Input for this task:

--- Begin ---

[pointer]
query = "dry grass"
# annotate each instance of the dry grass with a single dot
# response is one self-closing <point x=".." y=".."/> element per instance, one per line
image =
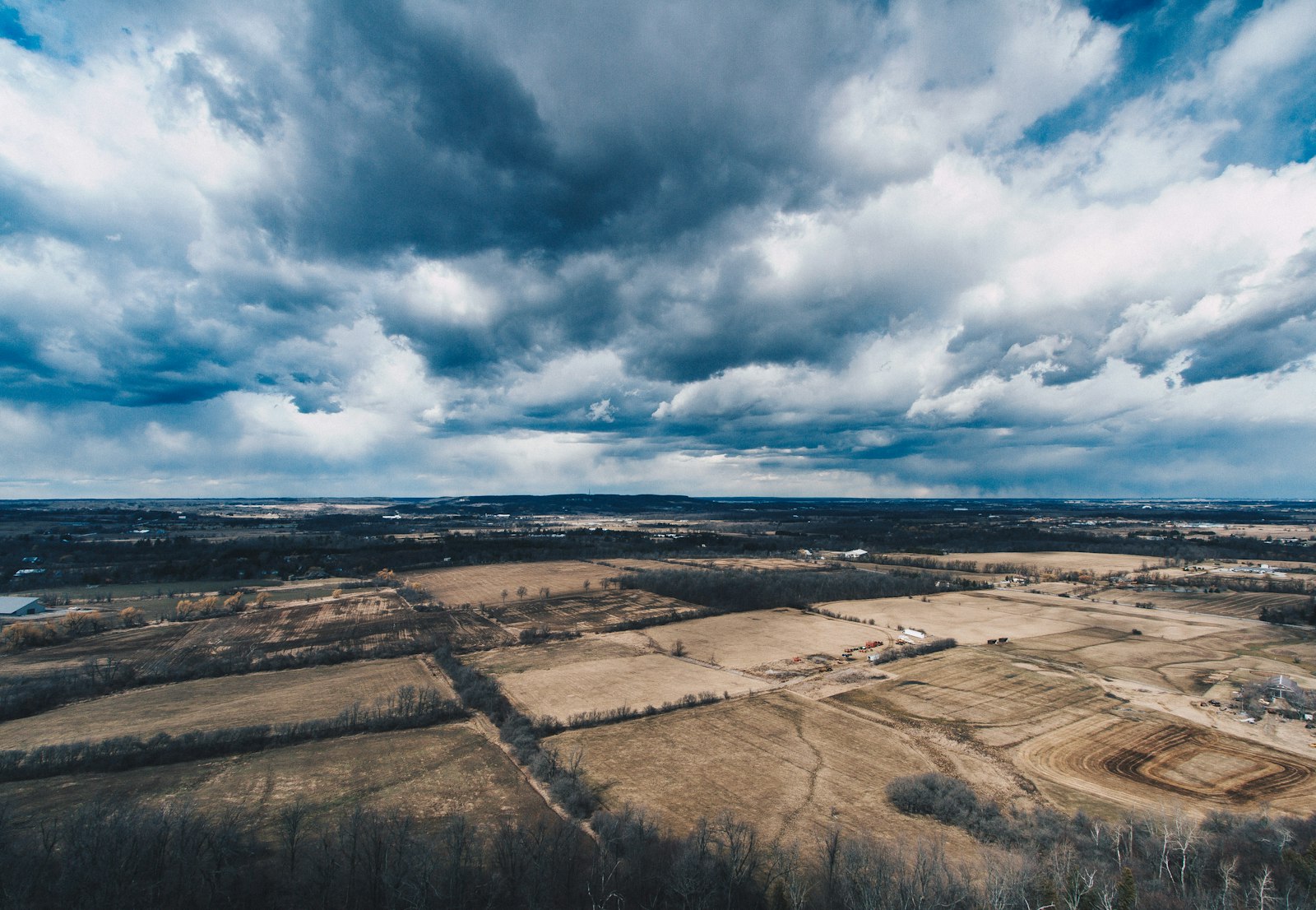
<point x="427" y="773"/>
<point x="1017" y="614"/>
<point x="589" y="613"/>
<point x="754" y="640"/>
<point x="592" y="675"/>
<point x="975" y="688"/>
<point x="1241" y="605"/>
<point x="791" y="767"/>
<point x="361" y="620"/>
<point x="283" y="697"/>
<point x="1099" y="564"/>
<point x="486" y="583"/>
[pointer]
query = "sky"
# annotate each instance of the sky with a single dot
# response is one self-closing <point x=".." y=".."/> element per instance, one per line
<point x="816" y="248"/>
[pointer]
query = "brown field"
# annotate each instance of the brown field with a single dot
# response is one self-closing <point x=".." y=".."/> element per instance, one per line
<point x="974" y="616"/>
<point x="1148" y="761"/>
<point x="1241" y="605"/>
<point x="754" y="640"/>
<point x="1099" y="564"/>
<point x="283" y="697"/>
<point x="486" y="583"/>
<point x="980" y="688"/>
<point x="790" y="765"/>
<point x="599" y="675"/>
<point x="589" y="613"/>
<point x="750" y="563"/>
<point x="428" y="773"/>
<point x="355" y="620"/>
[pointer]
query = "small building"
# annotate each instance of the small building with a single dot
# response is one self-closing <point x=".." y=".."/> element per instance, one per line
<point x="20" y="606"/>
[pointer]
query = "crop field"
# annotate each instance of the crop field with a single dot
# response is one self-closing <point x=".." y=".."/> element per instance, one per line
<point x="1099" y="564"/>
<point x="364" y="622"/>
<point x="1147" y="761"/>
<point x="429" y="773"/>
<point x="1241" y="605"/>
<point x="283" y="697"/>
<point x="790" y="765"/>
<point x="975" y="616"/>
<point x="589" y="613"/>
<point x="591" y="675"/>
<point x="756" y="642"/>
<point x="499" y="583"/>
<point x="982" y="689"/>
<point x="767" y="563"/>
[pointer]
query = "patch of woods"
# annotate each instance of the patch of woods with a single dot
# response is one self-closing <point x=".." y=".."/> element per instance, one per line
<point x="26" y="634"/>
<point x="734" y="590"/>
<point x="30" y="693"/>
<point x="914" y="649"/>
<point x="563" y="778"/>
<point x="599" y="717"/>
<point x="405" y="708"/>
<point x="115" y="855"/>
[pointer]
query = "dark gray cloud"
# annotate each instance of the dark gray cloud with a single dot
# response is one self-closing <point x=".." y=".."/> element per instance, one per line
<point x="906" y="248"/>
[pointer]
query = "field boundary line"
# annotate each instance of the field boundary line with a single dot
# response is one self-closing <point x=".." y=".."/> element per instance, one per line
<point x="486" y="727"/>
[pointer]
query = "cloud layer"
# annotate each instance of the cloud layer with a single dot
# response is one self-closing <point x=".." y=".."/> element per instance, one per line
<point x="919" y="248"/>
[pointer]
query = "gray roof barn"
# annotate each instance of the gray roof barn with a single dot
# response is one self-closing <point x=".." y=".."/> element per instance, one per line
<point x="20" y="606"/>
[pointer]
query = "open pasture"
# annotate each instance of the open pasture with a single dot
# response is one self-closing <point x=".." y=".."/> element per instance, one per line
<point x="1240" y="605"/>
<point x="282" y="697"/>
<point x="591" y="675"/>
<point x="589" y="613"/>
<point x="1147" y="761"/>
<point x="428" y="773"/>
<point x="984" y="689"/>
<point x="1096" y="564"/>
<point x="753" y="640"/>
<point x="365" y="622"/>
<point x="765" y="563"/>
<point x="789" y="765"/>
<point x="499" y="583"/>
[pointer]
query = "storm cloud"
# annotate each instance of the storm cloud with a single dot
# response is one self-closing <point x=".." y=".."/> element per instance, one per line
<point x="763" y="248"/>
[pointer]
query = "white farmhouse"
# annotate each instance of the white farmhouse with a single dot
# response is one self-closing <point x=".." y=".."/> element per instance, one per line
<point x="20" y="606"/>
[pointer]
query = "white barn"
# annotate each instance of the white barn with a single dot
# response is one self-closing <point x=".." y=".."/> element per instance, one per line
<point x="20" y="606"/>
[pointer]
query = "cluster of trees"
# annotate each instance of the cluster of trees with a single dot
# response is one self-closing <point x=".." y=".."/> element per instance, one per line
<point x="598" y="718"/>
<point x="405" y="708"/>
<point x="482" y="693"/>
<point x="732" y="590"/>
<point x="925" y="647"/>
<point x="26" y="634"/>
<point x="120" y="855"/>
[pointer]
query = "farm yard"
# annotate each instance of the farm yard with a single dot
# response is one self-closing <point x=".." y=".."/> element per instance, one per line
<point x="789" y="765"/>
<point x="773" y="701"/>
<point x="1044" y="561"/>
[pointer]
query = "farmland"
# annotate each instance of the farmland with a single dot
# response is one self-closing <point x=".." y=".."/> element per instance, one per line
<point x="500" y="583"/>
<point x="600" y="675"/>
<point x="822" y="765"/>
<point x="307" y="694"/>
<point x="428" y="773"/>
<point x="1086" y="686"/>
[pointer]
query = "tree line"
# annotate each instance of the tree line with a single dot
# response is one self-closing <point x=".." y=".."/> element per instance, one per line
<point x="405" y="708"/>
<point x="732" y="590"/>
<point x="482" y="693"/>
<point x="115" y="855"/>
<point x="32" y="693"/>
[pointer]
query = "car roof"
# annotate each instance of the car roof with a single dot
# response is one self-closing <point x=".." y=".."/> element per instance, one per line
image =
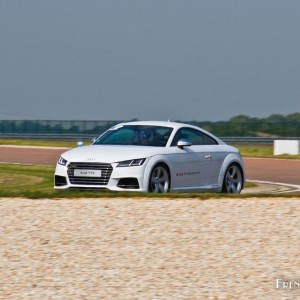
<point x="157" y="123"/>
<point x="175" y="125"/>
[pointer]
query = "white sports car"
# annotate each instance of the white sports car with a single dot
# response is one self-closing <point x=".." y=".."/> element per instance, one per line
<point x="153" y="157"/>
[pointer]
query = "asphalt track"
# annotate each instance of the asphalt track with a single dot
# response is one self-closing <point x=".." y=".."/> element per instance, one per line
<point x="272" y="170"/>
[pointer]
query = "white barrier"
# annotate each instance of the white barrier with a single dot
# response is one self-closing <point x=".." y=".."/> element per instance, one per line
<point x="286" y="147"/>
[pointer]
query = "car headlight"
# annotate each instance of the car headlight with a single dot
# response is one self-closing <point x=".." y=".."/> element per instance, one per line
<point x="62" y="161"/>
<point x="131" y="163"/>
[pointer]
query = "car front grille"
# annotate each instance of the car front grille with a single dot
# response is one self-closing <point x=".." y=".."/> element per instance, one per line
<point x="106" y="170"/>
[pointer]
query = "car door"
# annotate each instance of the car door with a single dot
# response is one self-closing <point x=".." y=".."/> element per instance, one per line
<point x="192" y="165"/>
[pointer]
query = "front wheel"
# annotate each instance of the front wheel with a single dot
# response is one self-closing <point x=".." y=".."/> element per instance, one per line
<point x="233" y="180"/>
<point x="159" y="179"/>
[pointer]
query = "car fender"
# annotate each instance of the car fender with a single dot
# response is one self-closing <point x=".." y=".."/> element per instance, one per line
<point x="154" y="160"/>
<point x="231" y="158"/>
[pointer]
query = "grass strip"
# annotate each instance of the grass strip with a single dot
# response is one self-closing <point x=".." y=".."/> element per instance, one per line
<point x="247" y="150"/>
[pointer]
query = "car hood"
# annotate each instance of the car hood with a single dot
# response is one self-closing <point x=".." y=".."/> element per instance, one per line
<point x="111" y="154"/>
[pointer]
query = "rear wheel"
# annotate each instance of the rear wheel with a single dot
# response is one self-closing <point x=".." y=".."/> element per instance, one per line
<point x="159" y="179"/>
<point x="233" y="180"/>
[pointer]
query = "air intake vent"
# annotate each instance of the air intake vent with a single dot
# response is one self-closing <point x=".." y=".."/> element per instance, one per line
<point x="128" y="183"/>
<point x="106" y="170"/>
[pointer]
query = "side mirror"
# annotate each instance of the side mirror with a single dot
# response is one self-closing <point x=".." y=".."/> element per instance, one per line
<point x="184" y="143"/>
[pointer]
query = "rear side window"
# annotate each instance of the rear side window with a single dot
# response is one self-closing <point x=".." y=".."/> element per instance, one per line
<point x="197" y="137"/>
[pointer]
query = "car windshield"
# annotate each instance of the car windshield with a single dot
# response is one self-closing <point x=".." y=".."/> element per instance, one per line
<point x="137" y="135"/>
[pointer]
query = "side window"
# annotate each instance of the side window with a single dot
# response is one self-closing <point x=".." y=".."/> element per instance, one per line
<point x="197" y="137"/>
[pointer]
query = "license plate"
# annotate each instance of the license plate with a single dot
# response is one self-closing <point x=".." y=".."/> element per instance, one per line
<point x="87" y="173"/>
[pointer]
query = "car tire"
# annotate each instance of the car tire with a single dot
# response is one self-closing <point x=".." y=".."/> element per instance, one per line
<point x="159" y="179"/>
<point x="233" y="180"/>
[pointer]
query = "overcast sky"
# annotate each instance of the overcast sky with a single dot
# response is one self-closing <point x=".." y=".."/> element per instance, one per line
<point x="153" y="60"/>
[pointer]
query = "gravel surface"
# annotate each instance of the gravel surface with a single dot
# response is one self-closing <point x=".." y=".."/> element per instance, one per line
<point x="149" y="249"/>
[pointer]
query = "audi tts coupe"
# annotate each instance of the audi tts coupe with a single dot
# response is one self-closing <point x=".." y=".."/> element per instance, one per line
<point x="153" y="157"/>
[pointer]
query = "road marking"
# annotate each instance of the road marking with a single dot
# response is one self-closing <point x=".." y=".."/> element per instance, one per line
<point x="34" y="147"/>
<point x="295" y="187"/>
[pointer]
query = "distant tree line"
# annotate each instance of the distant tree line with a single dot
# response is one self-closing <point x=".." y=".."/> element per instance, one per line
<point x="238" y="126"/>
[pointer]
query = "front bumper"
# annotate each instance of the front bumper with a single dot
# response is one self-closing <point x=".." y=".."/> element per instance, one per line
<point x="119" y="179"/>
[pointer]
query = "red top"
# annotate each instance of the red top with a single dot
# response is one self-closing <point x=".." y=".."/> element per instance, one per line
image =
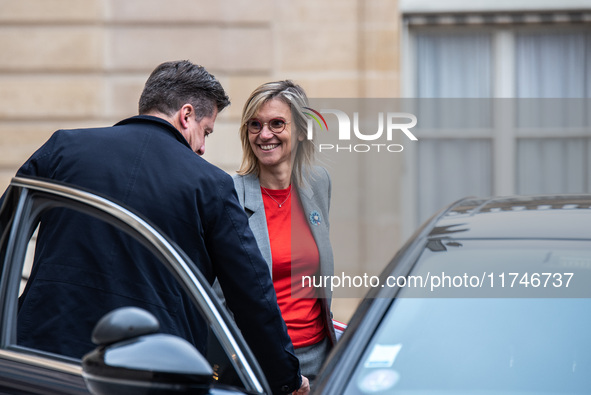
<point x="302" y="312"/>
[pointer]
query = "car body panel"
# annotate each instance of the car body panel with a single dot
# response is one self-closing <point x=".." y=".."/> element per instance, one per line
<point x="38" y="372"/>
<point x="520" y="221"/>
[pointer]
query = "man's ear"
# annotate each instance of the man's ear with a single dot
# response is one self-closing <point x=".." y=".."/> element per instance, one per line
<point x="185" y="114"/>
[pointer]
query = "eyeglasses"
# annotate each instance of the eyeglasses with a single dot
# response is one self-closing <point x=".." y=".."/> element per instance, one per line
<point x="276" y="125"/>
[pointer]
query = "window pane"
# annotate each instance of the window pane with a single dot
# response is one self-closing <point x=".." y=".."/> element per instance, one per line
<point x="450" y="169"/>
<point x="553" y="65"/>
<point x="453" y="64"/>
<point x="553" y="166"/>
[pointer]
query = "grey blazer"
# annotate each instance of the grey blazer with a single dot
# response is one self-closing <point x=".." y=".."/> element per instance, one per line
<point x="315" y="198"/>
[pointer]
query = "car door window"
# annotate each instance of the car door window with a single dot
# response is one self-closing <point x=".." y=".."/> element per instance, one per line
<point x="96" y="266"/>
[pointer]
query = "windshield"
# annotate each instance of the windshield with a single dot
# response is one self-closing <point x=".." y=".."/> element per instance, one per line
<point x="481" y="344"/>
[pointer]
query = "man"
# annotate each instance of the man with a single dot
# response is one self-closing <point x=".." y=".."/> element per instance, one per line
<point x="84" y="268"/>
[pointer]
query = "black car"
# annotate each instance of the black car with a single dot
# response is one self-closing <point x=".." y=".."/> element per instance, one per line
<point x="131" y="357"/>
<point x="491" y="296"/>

--- End ---

Which lines in the data above contain the string "side"? Pull out each one and list them in order.

Answer to this task:
query = "side mirror"
# annotate each instance of the side mirror with a single dot
query = "rear side window"
# annotate each instance of the rear side window with a single dot
query = "side window"
# annotate each instance of the side window with a single dot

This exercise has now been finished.